**Parts of the exercise:**
• a. Answer these questions from the Jim Shumate article, one line each:
(i) On which radio station did Bill Monroe hear Shumate playing?
(ii) Who started The Foggy Mountain Boys?
(iii) Where was the National Fiddler's Convention that Shumate won held?
• b. Using the Jim Shumate article, answer yes or no to each statement and quote the words that decide it:
(i) Recordings were made while Shumate was in the Blue Grass Boys.
(ii) Shumate played fiddle on The Foggy Mountain Boys' first recording session.
(iii) Shumate left the Blue Grass Boys to join the Navy.
• c. Render this sentence from the Jim Shumate article in Spanish: "At age 20, Shumate became the fiddler for the Blue Grass Boys, and he sang bass on gospel songs."

**Extract:**
((

= Jim Shumate =

Jim Shumate (October 21, 1921 – October 10, 2013) was a fiddler that played with Bill Monroe and the Blue Grass Boys from 1943–1945. Shumate's main influences were Fiddlin' Arthur Smith, Curly Fox, and his uncle who played the fiddle while he was growing up. Shumate joined the band after Bill Monroe heard him playing on the radio station WHKY from downtown Hickory, North Carolina, and asked him to join the Blue Grass Boys. Howdy Forrester, who was Bill Monroe's fiddle player at the time, gave his notice and was going into the Navy. At age 20, Shumate became the fiddler for the Blue Grass Boys, and he sang bass on gospel songs. During this time, the Blue Grass Boys were also a baseball team, so they would arrive early to towns they were playing at and challenge the local baseball team. Unfortunately, there were no recordings made while Shumate was in the Blue Grass Boys.

During a visit to Nashville, Shumate met Earl Scruggs, who he knew because they were both from Hickory, North Carolina, and encouraged Scruggs to audition for Bill Monroe. During the time that Scruggs auditioned for Monroe, the band members were Jim Shumate, Lester Flatt, Sally Ann Forrester, Jim Andrews. By the next week, Howdy Forrester had returned from the Navy. He came back to play fiddle for the Blue Grass Boys and Jim Shumate left to work in the furniture business in North Carolina. Although Shumate convinced Earl Scruggs to audition for Monroe's band, he did not end up playing when Scruggs joined. In 1948, the band members of the Blue Grass Boys changed again. Lester Flatt and Earl Scruggs started their own band, The Foggy Mountain Boys, with Cedric Rainwater and Jim Eanes. Soon after, Jim Shumate joined them and played the fiddle on their first recording session. That same year, he competed against some of the best fiddlers in the United States and won the National Fiddler's Convention in Richlands, Virginia. He was known for his innovative, bluesy fiddle style and his mastery of syncopation and speed.

))

**Dataset entries:**
((

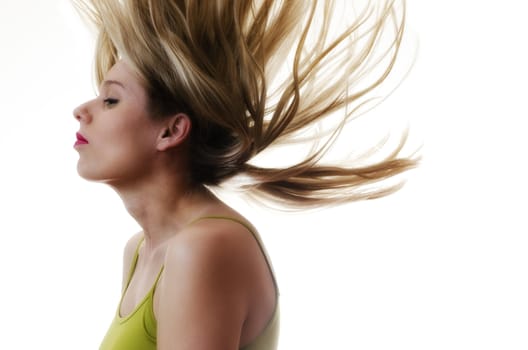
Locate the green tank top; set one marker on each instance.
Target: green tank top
(137, 331)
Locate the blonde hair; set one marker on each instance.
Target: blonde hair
(217, 60)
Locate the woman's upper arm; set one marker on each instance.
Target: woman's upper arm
(202, 294)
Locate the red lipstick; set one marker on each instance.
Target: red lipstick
(80, 140)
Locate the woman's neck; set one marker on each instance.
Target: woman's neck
(163, 206)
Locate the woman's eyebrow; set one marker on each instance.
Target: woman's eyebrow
(110, 82)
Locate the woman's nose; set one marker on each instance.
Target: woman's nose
(81, 113)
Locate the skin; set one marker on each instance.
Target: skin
(216, 290)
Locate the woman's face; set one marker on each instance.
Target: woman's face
(117, 137)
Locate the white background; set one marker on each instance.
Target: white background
(443, 264)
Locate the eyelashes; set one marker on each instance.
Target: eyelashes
(109, 102)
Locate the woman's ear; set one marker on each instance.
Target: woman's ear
(175, 131)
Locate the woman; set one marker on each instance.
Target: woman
(185, 103)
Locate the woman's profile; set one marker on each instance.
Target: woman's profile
(190, 92)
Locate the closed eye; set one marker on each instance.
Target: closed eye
(110, 101)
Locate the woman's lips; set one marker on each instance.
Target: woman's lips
(80, 140)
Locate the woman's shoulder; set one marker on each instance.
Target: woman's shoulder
(221, 244)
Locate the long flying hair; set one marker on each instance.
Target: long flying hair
(256, 73)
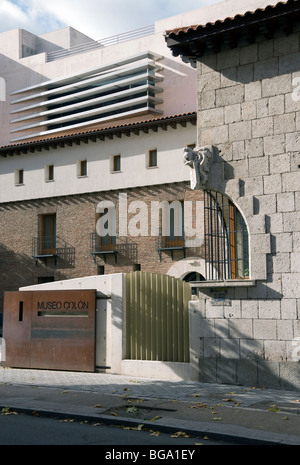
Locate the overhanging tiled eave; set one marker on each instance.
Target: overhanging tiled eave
(98, 134)
(193, 42)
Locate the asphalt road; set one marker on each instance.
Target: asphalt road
(31, 430)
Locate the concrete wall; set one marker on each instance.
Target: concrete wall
(248, 110)
(179, 80)
(134, 172)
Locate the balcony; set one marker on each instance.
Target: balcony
(112, 246)
(45, 247)
(166, 244)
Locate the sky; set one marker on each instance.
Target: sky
(96, 18)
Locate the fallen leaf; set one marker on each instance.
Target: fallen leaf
(155, 433)
(180, 434)
(273, 408)
(198, 405)
(7, 411)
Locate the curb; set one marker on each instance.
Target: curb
(235, 435)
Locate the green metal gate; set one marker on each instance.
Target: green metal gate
(157, 317)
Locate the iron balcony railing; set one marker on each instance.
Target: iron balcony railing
(112, 245)
(95, 44)
(165, 244)
(44, 247)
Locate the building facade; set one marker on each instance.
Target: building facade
(248, 107)
(92, 136)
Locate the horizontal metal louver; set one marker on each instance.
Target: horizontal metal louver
(125, 88)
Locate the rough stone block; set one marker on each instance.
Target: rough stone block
(280, 163)
(269, 309)
(283, 242)
(246, 372)
(286, 202)
(281, 263)
(291, 222)
(226, 371)
(248, 111)
(277, 85)
(229, 95)
(249, 308)
(285, 330)
(266, 69)
(291, 182)
(262, 127)
(288, 309)
(292, 141)
(212, 117)
(295, 262)
(284, 123)
(274, 145)
(264, 329)
(258, 166)
(290, 375)
(276, 105)
(255, 147)
(238, 150)
(275, 351)
(253, 91)
(229, 77)
(240, 328)
(251, 349)
(257, 224)
(272, 184)
(248, 54)
(296, 241)
(240, 131)
(228, 59)
(230, 348)
(232, 113)
(268, 374)
(291, 285)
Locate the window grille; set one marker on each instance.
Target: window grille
(226, 239)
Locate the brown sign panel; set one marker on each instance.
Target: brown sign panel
(50, 329)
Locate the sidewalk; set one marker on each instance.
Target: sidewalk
(233, 413)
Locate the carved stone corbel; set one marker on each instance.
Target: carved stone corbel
(198, 160)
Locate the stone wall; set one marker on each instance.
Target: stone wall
(76, 219)
(249, 108)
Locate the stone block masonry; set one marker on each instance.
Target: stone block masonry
(76, 219)
(249, 106)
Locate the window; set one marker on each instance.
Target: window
(116, 163)
(82, 168)
(226, 239)
(152, 158)
(173, 224)
(48, 239)
(106, 229)
(19, 177)
(49, 173)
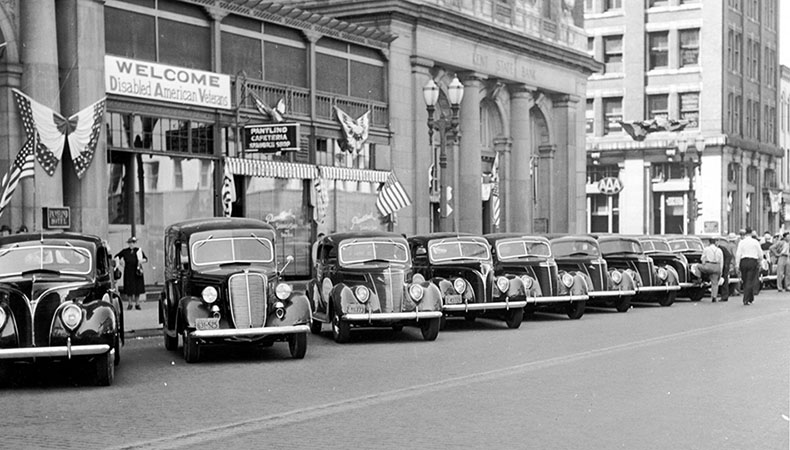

))

**Outputs for the tasks:**
• a.
(i) WHKY
(ii) Lester Flatt and Earl Scruggs
(iii) Richlands, Virginia

• b.
(i) No: "Unfortunately, there were no recordings made while Shumate was in the Blue Grass Boys."
(ii) Yes: "Soon after, Jim Shumate joined them and played the fiddle on their first recording session."
(iii) No: "Jim Shumate left to work in the furniture business in North Carolina."

• c. A los 20 años, Shumate se convirtió en el violinista de los Blue Grass Boys y cantaba la voz de bajo en las canciones gospel.